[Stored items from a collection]
-------------------------

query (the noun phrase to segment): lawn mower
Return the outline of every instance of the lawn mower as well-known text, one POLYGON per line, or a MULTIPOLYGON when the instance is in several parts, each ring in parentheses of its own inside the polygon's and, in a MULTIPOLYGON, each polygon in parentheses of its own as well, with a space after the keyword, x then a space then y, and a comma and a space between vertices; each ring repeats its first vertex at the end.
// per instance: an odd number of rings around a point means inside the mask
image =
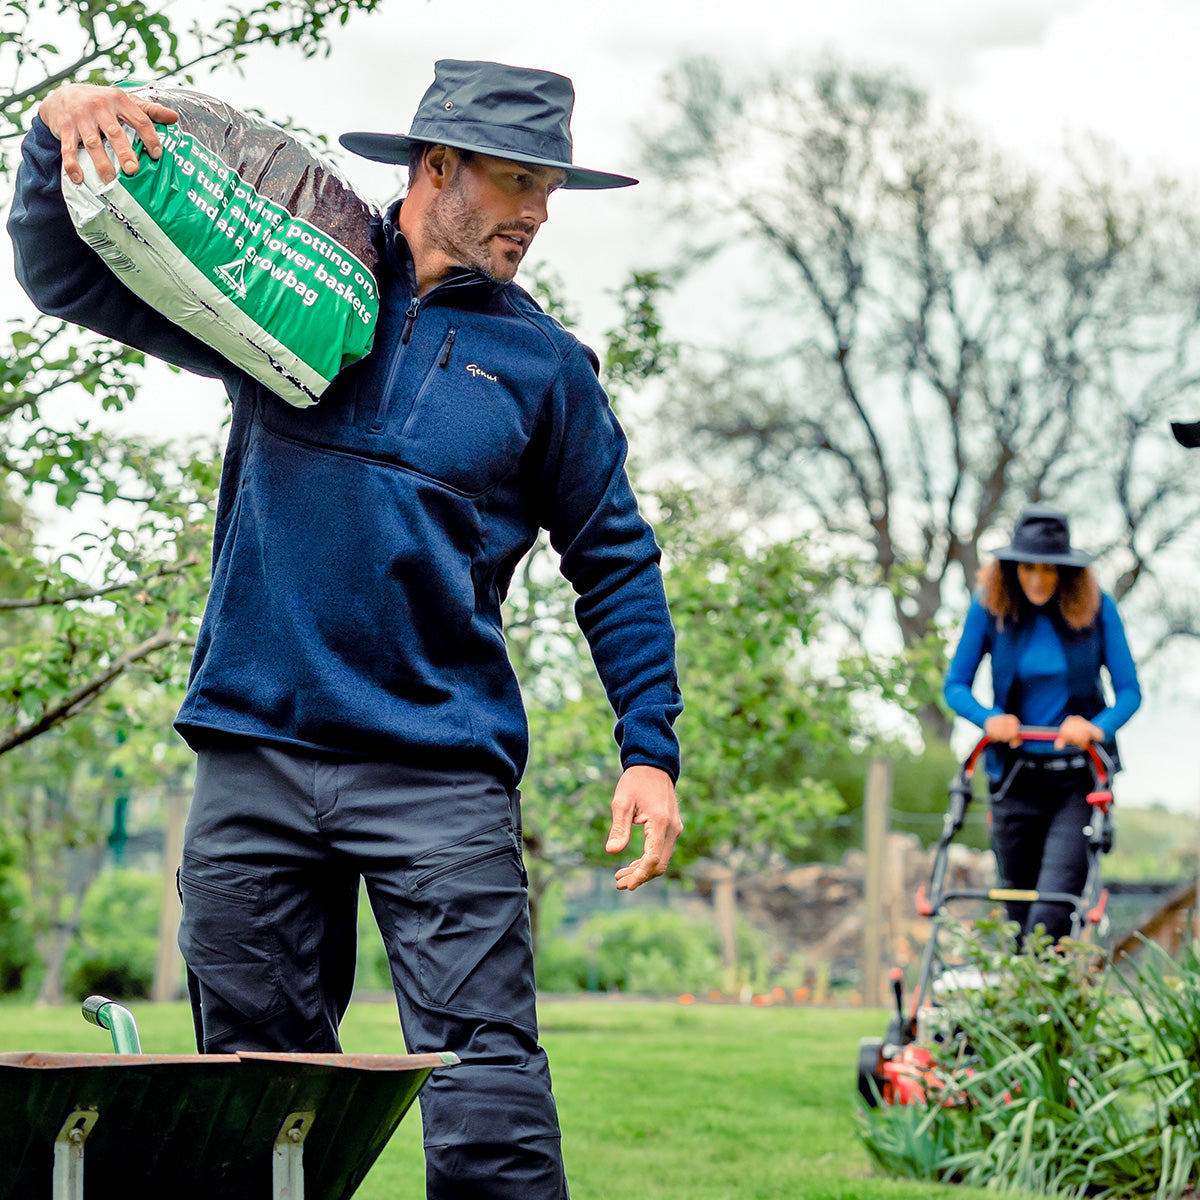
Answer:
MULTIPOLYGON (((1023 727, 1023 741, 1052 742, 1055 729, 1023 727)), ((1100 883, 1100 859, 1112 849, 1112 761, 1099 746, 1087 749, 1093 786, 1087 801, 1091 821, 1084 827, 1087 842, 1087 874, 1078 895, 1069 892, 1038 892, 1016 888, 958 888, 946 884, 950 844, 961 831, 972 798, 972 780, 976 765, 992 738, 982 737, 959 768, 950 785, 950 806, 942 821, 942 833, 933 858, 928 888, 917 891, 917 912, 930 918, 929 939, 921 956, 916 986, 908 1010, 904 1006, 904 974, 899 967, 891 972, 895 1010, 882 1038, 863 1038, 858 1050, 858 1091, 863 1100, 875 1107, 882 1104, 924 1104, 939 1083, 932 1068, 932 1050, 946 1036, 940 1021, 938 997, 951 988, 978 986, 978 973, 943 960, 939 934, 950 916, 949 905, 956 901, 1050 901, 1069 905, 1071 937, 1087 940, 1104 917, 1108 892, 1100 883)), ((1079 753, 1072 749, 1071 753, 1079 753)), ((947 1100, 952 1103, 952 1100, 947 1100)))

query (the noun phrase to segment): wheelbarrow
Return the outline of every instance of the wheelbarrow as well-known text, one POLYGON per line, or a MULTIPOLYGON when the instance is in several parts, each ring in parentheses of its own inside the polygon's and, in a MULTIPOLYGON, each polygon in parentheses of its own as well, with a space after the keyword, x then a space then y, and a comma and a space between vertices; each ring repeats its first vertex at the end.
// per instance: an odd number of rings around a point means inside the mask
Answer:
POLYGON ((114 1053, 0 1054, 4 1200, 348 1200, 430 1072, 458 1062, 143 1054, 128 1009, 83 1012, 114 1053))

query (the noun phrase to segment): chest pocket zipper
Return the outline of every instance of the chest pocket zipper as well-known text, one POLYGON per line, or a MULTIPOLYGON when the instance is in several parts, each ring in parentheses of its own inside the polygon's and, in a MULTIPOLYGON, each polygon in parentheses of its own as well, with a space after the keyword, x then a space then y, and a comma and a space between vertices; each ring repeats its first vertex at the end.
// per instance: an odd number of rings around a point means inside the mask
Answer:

-------------------------

Exercise requirements
Start to finish, write out the data above exactly, omitting all pictures.

Written solution
query (the noun phrase to segment): lawn mower
Return the outline of every instance of the lawn mower as well-known text, one POLYGON per line, or a MULTIPOLYGON when the instance is in several parts, each ring in parentheses of its own inside the polygon's and, in a MULTIPOLYGON, each polygon in parentheses of its own as well, with a space after the keyword, x then a space then y, and a comma and a space between vertices; each ring repeats its first vertex at the end.
// per instance: an odd number of rings around a point means inside the mask
image =
Answer:
MULTIPOLYGON (((1023 727, 1023 741, 1052 742, 1055 729, 1023 727)), ((1100 883, 1100 859, 1112 849, 1112 761, 1099 746, 1087 749, 1093 786, 1087 801, 1091 821, 1084 827, 1087 842, 1087 874, 1078 895, 1069 892, 1038 892, 1016 888, 958 888, 946 884, 950 844, 961 831, 972 798, 972 780, 976 765, 992 738, 982 737, 959 768, 950 785, 950 806, 942 821, 942 833, 933 858, 928 888, 917 891, 917 912, 930 918, 929 939, 921 956, 916 986, 908 1010, 904 1006, 904 974, 899 967, 891 972, 895 1010, 882 1038, 863 1038, 858 1050, 858 1091, 863 1100, 875 1107, 882 1104, 924 1104, 939 1083, 932 1068, 932 1050, 946 1036, 940 1021, 938 997, 951 988, 978 986, 978 973, 943 960, 939 934, 950 916, 949 905, 956 901, 1050 901, 1069 905, 1071 937, 1087 940, 1104 917, 1108 892, 1100 883)), ((1079 753, 1072 749, 1071 753, 1079 753)), ((947 1100, 952 1103, 952 1100, 947 1100)))

query (the noun phrase to segment): wheelbarrow
Return the outline of every instance of the wheelbarrow as well-known text, one POLYGON per line, or a MULTIPOLYGON when the instance is in several parts, each ring in parentheses of its own inside the polygon's and, in a MULTIPOLYGON, each polygon in parentheses of its own as well, with a space after the keyword, x then a space then y, and a comma and a space between vertices; each ring repeats its first vertex at the end.
// per instance: an odd number of rings around a point means inside the mask
Answer:
POLYGON ((114 1053, 0 1054, 4 1200, 348 1200, 430 1072, 458 1062, 143 1054, 128 1009, 83 1012, 114 1053))

query (the noun phrase to segment): chest pocket zipper
Return the outline of every instance of the chest pocket zipper as well-known text, one POLYGON per line, or a MULTIPOLYGON when the instance is in several parts, each ring in parentheses of its own inside the polygon's and, in a MULTIPOLYGON, each polygon in parentheses of its own as well, with a space after the keyword, x then a space then y, and a comma and a space between vertices; each ring repeats its first vertex at the end.
// per instance: an odd number of rings around a point means inside the mask
Answer:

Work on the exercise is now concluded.